## DATA TO PROCESS

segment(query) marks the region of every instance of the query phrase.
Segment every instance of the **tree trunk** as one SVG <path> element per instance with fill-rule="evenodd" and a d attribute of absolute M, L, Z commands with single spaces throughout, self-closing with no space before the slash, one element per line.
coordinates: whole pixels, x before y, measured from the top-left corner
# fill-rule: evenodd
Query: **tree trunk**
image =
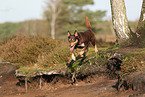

## TO BE DONE
Rewrite every line of all the items above as a JSON list of strings, one string per line, leaving out blank lines and the pictures.

## EXERCISE ANSWER
[
  "segment(query) marks the region of every instance of the query phrase.",
  "Segment every instance of the **tree trunk** as one SVG <path> element per instance with fill-rule=\"evenodd\" and a d attribute of absolute M, L, Z commands with single spaces throughout, self-closing with no space before the slash, one element per line.",
  "coordinates: whole pixels, x before y, measured from the top-left corner",
  "# fill-rule: evenodd",
  "Query: **tree trunk**",
  "image ="
]